'''

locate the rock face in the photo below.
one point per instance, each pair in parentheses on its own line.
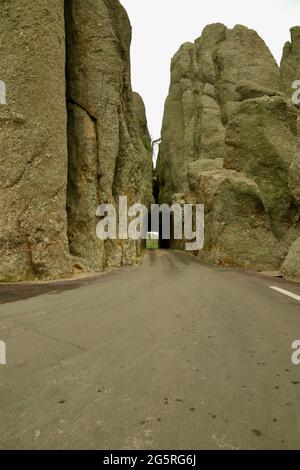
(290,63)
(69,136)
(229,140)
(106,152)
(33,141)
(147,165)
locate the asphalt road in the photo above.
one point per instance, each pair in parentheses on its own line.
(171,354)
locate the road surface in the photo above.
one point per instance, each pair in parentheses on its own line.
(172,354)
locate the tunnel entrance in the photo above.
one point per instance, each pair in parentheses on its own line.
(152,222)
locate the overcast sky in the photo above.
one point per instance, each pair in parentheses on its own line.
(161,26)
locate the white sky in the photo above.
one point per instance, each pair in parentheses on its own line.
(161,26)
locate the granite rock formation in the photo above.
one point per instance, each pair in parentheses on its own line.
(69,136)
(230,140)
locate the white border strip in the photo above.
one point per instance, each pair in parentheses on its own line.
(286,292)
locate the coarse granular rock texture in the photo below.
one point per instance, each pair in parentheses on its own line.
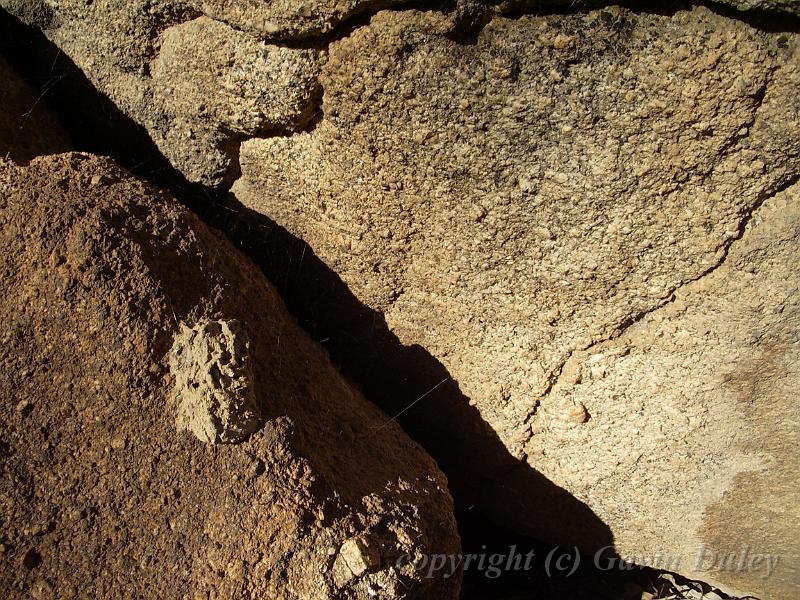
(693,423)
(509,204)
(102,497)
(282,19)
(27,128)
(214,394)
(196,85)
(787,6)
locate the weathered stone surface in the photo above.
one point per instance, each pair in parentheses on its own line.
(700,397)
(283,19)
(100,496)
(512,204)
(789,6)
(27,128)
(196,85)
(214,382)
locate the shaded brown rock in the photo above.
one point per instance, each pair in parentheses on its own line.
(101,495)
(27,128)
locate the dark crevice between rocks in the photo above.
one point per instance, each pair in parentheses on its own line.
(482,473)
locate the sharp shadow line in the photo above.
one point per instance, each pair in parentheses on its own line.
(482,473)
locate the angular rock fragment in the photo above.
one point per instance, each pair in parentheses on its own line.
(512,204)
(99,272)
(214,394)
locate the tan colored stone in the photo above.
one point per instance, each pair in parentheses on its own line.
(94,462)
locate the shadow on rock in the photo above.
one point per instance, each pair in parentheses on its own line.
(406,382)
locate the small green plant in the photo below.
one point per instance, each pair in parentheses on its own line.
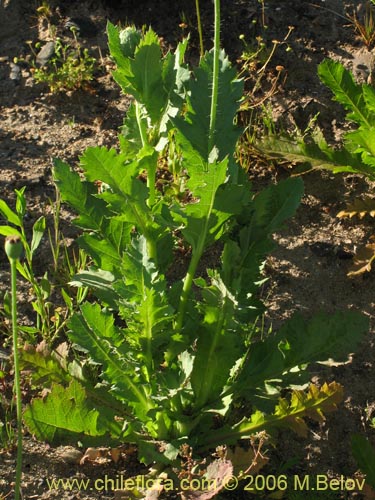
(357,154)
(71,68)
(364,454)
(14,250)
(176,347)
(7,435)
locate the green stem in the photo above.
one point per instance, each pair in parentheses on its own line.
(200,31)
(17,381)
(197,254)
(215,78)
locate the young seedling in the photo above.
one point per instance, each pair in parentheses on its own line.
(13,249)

'''

To do:
Set down the material above exactly. Skip any picture.

Your response:
locate the rock face in the photo below.
one point per instance, each pair in parentheses on its own line.
(290,63)
(69,136)
(229,140)
(106,152)
(33,141)
(147,165)
locate the asphalt road in the photo above.
one point per instance, each pair in parentheses on its own line.
(171,354)
locate the road surface in the photo above.
one point per instance, each pair in parentheses on its own line.
(172,354)
locate the tunnel entrance in the photo above.
one point per instance, each pair in parentheses on its own line.
(152,222)
locate the overcast sky in the photo above.
one point per instance, each pair in parentheses on its own line.
(161,26)
locate the white sky in the photo above.
one point per instance, each pair in parentheses on its own line.
(161,26)
locate the granite rock formation in the photo above.
one point per instance, each pair in parentheses on its own line.
(69,136)
(230,140)
locate the white border strip in the photo above.
one point per instance, each pair in parentheses on its own line.
(286,292)
locate the coarse granular rock texture in the photo below.
one point per instance, each pair in parentheses on its own line.
(693,423)
(509,204)
(102,497)
(282,19)
(27,128)
(214,394)
(196,85)
(787,6)
locate the weathered stone surface in the photo above.
one point per instance, each pair in parentheses on its own line.
(700,397)
(283,19)
(100,496)
(512,204)
(789,6)
(27,128)
(196,85)
(214,382)
locate the shaded brown rock in the photo above.
one point per instance, each pair in parentheses on its own line.
(101,495)
(27,128)
locate the dark crevice between rocks in the photo above.
one point per instance, each pair in parentheses on its own line.
(482,473)
locate the sharp shadow line in the photo above.
one point per instance, each pair in parentheses on its own line.
(482,473)
locate the angular rock fragment in the photo above.
one point per instance, each pair in parentheses on its own line.
(512,204)
(99,272)
(214,394)
locate the tan colored stone in the photo above.
one point per instance, each pair in parentheses on its own line.
(94,462)
locate the shadow on rock in the photo above.
one point per instance, each pair in parentheses on its own line.
(406,382)
locate the small green plant in the photo below.
one point per instance, each pair in parentheses on its own line.
(357,154)
(71,68)
(364,454)
(14,250)
(176,347)
(7,435)
locate the green stem in the photo above.
one point per instance, each pair in parentheses on its own line.
(200,31)
(17,381)
(197,254)
(215,78)
locate the young seedling in the photo above.
one point per instance, each pair in parentheses on its own line.
(13,249)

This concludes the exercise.